■ **EXCERPTED TEXT**:
The federal government has announced $6.91 million in funding for Sunnybrook Research Institute to help speed-up the development and commercialization of four treatment and monitoring systems.
The investment will see Sunnybrook work with Western University [formerly the University of Western Ontario] and 19 private partners use Sunnybrook’s Centre for Research in Image-Guided Therapy and two Western research centres.
The first is focused on commercialization of ultrasound surgery, which was developed at Sunnybrook. It uses ultrasound energy to destroy tumours and lesions without having to cut through skin.
“This will allow us to capitalize on our research results … now we can transfer it to the private sector, and through that, benefit patients worldwide,” said Sunnybrook’s director of imaging research, Dr. Kullervo Hynynen.
The second piece is magnetic resonance imaging [MRI] intervention. The research teams will be looking at how to use this technology to monitor treatments such as non-invasive surgery to unblock arteries.
Thirdly, partners will look into developing an early feedback system for chemotherapy patients.
Last but not least, the research teams will combine optical and ultrasound imaging technologies to create a hybrid catheter for imaging of coronary atherosclerosis, or in other words, a device that can see inside the heart’s chambers in 3-D.
The improved technologies will result in improved patient care, shorter recovery times and less-invasive surgeries.
“One outcome, for example, will be a radically new way to treat uterine fibroids [benign tumours of the uterus], by making it an outpatient procedure with so little downtime that patients can return to their normal lives the very next day,” said Don Valley West MP John Carmichael, who spoke at the event for the federal government.
But in addition to improved healthcare, Carmichael said the investment would also help the economy by stimulating the public and private sectors.
“Our contribution will enable Sunnybrook to accelerate and extend the clinical application of the therapy,” Carmichael said. “Of course this work will mean jobs here in Southern Ontario, but the benefits of these technologies will be much more far reaching.”
According to Carmichael, the investment will create 36 highly skilled jobs at Sunnybrook.

■ **CHECK YOUR UNDERSTANDING**:
A. Answer these questions from the Sunnybrook funding article:
(i) How much funding did the federal government announce for Sunnybrook Research Institute?
(ii) Who is Sunnybrook's director of imaging research?
(iii) How many highly skilled jobs will the investment create at Sunnybrook?
B. Please write out the passage of the Sunnybrook funding article between "Last but not" and "the federal government.", inclusive.

■ **EXTRACTED ENTRIES**:
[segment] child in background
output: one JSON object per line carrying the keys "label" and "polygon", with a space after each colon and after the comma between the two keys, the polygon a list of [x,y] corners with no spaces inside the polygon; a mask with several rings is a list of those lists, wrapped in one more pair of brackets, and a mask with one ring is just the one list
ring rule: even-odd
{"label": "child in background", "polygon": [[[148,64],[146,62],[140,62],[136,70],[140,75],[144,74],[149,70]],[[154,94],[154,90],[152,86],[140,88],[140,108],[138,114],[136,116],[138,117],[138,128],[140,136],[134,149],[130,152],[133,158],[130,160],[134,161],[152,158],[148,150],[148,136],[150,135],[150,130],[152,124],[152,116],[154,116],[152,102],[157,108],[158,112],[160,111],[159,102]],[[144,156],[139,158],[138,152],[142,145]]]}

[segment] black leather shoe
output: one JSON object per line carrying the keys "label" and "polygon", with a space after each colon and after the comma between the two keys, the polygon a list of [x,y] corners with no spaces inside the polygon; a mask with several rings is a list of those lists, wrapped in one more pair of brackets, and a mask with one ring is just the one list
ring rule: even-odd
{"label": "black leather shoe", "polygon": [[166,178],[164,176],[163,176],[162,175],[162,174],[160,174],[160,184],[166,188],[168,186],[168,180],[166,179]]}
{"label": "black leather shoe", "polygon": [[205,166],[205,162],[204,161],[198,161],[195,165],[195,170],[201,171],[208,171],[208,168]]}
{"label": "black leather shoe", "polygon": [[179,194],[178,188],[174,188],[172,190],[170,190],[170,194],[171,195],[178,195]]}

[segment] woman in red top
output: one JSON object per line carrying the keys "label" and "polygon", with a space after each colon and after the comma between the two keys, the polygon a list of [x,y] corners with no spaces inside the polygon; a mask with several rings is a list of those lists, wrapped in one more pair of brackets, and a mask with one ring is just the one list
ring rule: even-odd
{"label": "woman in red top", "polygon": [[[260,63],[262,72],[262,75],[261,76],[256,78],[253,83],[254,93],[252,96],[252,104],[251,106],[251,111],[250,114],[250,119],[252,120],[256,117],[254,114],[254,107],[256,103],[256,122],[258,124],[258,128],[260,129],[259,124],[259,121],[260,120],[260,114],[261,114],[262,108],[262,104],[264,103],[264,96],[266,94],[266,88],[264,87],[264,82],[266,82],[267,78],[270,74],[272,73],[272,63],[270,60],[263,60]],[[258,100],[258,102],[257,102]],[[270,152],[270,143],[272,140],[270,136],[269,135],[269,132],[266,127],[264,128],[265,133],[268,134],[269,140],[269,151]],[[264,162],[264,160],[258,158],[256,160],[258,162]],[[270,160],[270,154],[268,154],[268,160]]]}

■ **ANSWERS TO EACH TASK**:
A.
(i) $6.91 million
(ii) Dr. Kullervo Hynynen
(iii) 36

B.
Last but not least, the research teams will combine optical and ultrasound imaging technologies to create a hybrid catheter for imaging of coronary atherosclerosis, or in other words, a device that can see inside the heart’s chambers in 3-D.
The improved technologies will result in improved patient care, shorter recovery times and less-invasive surgeries.
“One outcome, for example, will be a radically new way to treat uterine fibroids [benign tumours of the uterus], by making it an outpatient procedure with so little downtime that patients can return to their normal lives the very next day,” said Don Valley West MP John Carmichael, who spoke at the event for the federal government.